— Consigne a —
Dans l’article sur Avatar et la 3D, reformulez sous forme de liste le paragraphe qui commence par « Pour autant, c’est bel et bien Avatar » en conservant ses faits essentiels.
^^^^^^^^
Avatar : la révolution 3D...

J’entends déjà les détracteurs du film s’offusquer à propos de cette dernière affirmation. En effet, la 3D est aussi vieille que l’invention de la photographie qui usait déjà de la stéréoscopie. De la même manière, l’industrie du cinéma a régulièrement proposé durant toute son histoire des films en 3D, citons pêle-mêle La créature du lagon noir, Bwana Devil dans les années 50 ou bien des longs-métrages comme Amityville 3 et Les dents de la mer 3 dans les années 80.

Pour autant, c’est bel et bien Avatar, le plus gros succès du cinéma à ce jour, qui a popularisé cette technologie. Pour comprendre l’approche de James Cameron dans son film, je vais oser un parallèle entre celui qui n’a cessé d’innover dans son cinéma et Steve Jobs le papa d’Apple. Quand Jobs lance l’iPhone en 2007, il n’invente rien puisque l’on doit le premier Smartphone à IBM avec le IBM Simon en 1992. De même, quand il a lancé le premier ordinateur avec interface graphique à l’aube des années 80, il a copié en partie les travaux de Xerox. De toute façon, Steve Jobs n’était pas un grand informaticien (c’était son comparse Steve Wozniak le technicien de la bande). L’homme, selon ses propres mots, était plus une sorte d’artiste qui avait la capacité de comprendre l’air du moment.  Si les machines créées par Jobs ont redéfini les standards de l’informatique, la bureautique ou la téléphonie, c’est qu’elles étaient parfaitement pensées, au point techniquement, et correspondaient aux besoins des utilisateurs.

Cameron n’agit pas autrement avec Avatar. Il sait pertinemment qu’avec l’avènement du numérique sur les plateaux et dans les salles, il est enfin possible de pouvoir projeter dans les salles du monde entier des films en 3D qui ne connaîtront pas les des problèmes techniques liés à la pellicule et aux projecteurs 35mm. L’intelligence de Cameron, qui révolutionna auparavant le cinéma avec les images de synthèse dans Terminator 2, fut d’utiliser une technologie quand elle était au point pour porter sa vision. Terminator 2 et ses images générées par ordinateur sont un parfait exemple du génie du bonhomme. Tout comme pour Avatar, la technologie existait auparavant. Un film comme Le secret de la pyramide usait déjà d’images générées par ordinateur. Pourtant, Cameron fut le premier à mettre en lumière les possibilités offertes par l’informatique pour créer des visuels inédits. Encore maintenant son Terminator en métal liquide n’a pas pris une ride. À la suite des aventures de John Connor, l’esthétique créée par Cameron sur Terminator 2 fut souvent imitée dans les années 90. On pense entre autres au Cobaye… Le résultat à l’écran fut une catastrophe. Faute de talent. Il faudra un autre grand cinéaste, Steven Spielberg, pour nous démontrer à nouveau les possibilités offertes par l’image de synthèse sur Jurassic Park

Le constat est le même concernant le cinéma en relief. Après la sortie d’Avatar, presque aucun réalisateur n’a su proposer des images dignes de celles de Cameron. Avec Avatar, ce dernier nous invitait à découvrir un cinéma plus sensitif, plus immersif, qui privilégiait le ressenti par le biais d’images en 3 dimensions. Treize ans plus tard, la porte ouverte par Cameron s’est « pour l’instant » refermée. Utilisant le procédé comme un gadget, ne pensant jamais à son usage en termes cinématographiques, la plupart des autres films en 3D se sont avérés incapables de gérer cette évolution du langage cinématographique. La raison est simple, si James Cameron a su créer le porte-étendard du film en 3D, c’est tout simplement parce qu’il est l’un des meilleurs réalisateurs au monde ! Pour preuve, depuis Avatar, les deux seules autres références dans l’usage de la 3D sont le Hugo Cabret de Scorcese et le Tintin de Spielberg. Deux films signés par des mastodontes du cinéma qui ont compris tout comme Cameron que le cinéma c’est de la mise en scène.
^^^^^^^^
— Consigne b —
Extrayez des lignes de données, sans rien y changer, la partie qui s’ouvre sur la ligne contenant « # point at: window frame (one per instance) » et se termine à la dernière ligne, ces deux lignes comprises.

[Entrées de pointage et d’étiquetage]
^^^^^^^^
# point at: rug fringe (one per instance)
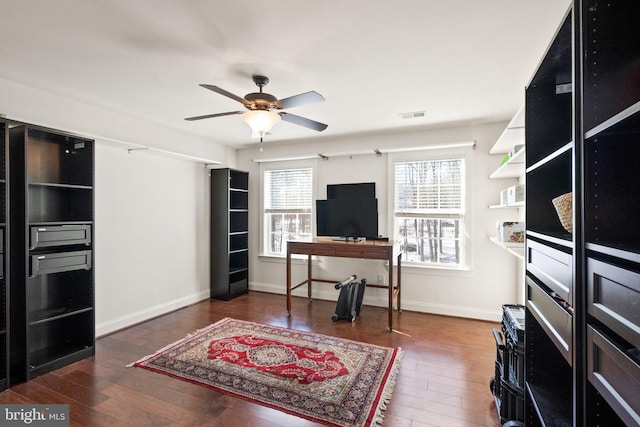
(173, 344)
(387, 391)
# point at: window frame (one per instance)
(462, 153)
(264, 226)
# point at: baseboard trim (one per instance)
(110, 326)
(328, 293)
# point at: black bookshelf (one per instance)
(582, 352)
(229, 233)
(52, 290)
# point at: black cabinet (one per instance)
(229, 233)
(52, 291)
(583, 284)
(4, 264)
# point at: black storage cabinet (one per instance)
(582, 345)
(4, 264)
(229, 233)
(52, 321)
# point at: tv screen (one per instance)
(365, 190)
(348, 218)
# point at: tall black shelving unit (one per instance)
(4, 271)
(52, 289)
(229, 233)
(582, 344)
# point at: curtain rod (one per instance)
(375, 151)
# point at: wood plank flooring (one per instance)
(443, 381)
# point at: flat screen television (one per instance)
(347, 218)
(364, 190)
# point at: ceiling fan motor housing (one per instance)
(260, 101)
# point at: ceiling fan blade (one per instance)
(225, 93)
(295, 100)
(301, 121)
(209, 116)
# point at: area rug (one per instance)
^^^^^^^^
— Corrigé a —
- Avatar, le plus gros succès du cinéma à ce jour, a popularisé la 3D.
- L’auteur compare James Cameron à Steve Jobs, le père d’Apple.
- En lançant l’iPhone en 2007, Jobs n’a rien inventé : le premier smartphone est l’IBM Simon, sorti en 1992.
- Le premier ordinateur à interface graphique qu’il a lancé au début des années 80 copiait en partie les travaux de Xerox.
- Jobs n’était pas un grand informaticien. Le technicien était son comparse Steve Wozniak.
- Selon ses propres mots, il était plutôt un artiste capable de comprendre l’air du moment.
- Ses machines ont redéfini les standards de l’informatique, de la bureautique et de la téléphonie. Elles étaient parfaitement pensées, techniquement au point et adaptées aux besoins des utilisateurs.

— Corrigé b —
# point at: window frame (one per instance)
(462, 153)
(264, 226)
# point at: baseboard trim (one per instance)
(110, 326)
(328, 293)
# point at: black bookshelf (one per instance)
(582, 352)
(229, 233)
(52, 290)
# point at: black cabinet (one per instance)
(229, 233)
(52, 291)
(583, 284)
(4, 264)
# point at: black storage cabinet (one per instance)
(582, 345)
(4, 264)
(229, 233)
(52, 321)
# point at: tv screen (one per instance)
(365, 190)
(348, 218)
# point at: tall black shelving unit (one per instance)
(4, 271)
(52, 289)
(229, 233)
(582, 344)
# point at: curtain rod (one per instance)
(375, 151)
# point at: wood plank flooring (one per instance)
(443, 381)
# point at: flat screen television (one per instance)
(347, 218)
(364, 190)
# point at: ceiling fan motor housing (one per instance)
(260, 101)
# point at: ceiling fan blade (one per instance)
(225, 93)
(295, 100)
(301, 121)
(209, 116)
# point at: area rug (one per instance)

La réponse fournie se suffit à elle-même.